Supertraces are of interest in quantum field theories because
they control the structure of the ultraviolet divergences appearing
in various loop amplitudes. For example, in four-dimensional spacetime,
the one-loop vacuum energy density (cosmological
constant) contains quartic, quadratic
and logarithmic divergences proportional to $\Str M^0$,
$\Str M^2$, and $\Str M^4$, respectively.
In this talk, supertraces are considered in the context of string theory,
and it will be shown that at tree level,
any consistent string theory satisfies
${\rm Str}\,M^{2n}=0$ for $0\leq n<D/2-1$,
$n\in \IZ$, where $D$ is the number of spacetime dimensions.
The details of this work may be found in Ref.~[1]. %\cite{supertrace}

In calculating supertraces for string spectra, one faces an
immediate problem. In string theory, the physical spectrum contains
an {\it infinite}\/ number of states arranged
in towers whose levels are integer-spaced (in Planck-scale
units), and whose state degeneracies grow exponentially with mass.
Thus, to properly define the string-theoretic supertraces over the whole
string spectrum, we
regulate the sum over states as follows:
\beq
      \Str M^{2n}~\equiv~ \lim_{\gamma\to 0}\,
         \left\lbrace\sum_{\rm{physical}\atop{states}}\, (-1)^F\, (M_i)^{2n}
        \,e^{-4\pi\gamma M_i^2}\right\rbrace~.

> _RAW RECORDS_
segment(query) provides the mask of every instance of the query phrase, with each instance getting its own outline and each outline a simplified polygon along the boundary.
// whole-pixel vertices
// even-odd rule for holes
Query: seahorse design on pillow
--
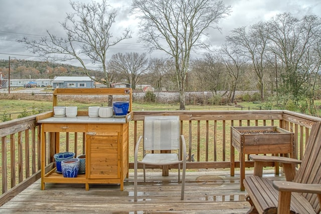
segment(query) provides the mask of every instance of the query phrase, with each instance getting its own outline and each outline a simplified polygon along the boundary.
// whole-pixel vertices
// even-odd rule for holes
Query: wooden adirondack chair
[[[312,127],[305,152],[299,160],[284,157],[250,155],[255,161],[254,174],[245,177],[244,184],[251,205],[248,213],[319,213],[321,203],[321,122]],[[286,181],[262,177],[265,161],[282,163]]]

> _TASKS TO CARRY OUT_
#1 According to the passage on supertraces, which supertrace is the logarithmic divergence of the one-loop vacuum energy density proportional to?
#2 Name every type of divergence that the supertrace passage says the one-loop vacuum energy density contains in four-dimensional spacetime.
#3 Pick up the passage on supertraces in string theory where it stops and continue it.
The records have no connection to the passage on supertraces.

> _IN RESPONSE_
#1 Str M^4

#2 Quartic, quadratic, and logarithmic divergences.

#3
\label{regulator}
\eeq
As is conventional, all masses are expressed in units of the Planck mass,
and hence $\gamma$ is a dimensionless quantity. (The factor
of $4\pi$ is introduced in the exponential as a convenient normalization
for what follows.)

In order to derive our supertrace constraints,
we exploit the remarkable expression for the string-theoretic
one-loop cosmological constant derived by Kutasov and
Seiberg \cite{kutsei}:
\beq
   \Lambda~=~ {\pi \over 3} \, \lim_{\gamma\to 0} \,
     (\gamma)^{1-D/2}\, \sum_{\rm{physical}\atop{states}} (-1)^F \,
        e^{-4\pi \gamma M_i^2 } ~.
\label{cosmik}
\eeq
In contrast to the orthodox one-loop formula, Eq.~(\ref{cosmik})
explicitly relates $\Lambda$ to the tree-level spectrum
of physical string states.
This formula applies for a large class of tachyon-free string theories
including all unitary non-critical strings, critical Type-II
strings, as well as the phenomenologically
interesting case of $D>2$ critical heterotic strings.

As stated above, Eq.~(\ref{cosmik}) is applicable for string
theories without physical tachyons. This is part of what defines
a physically consistent string theory, and the absence of tachyons
ensures that $\Lambda $ is free of infrared divergences.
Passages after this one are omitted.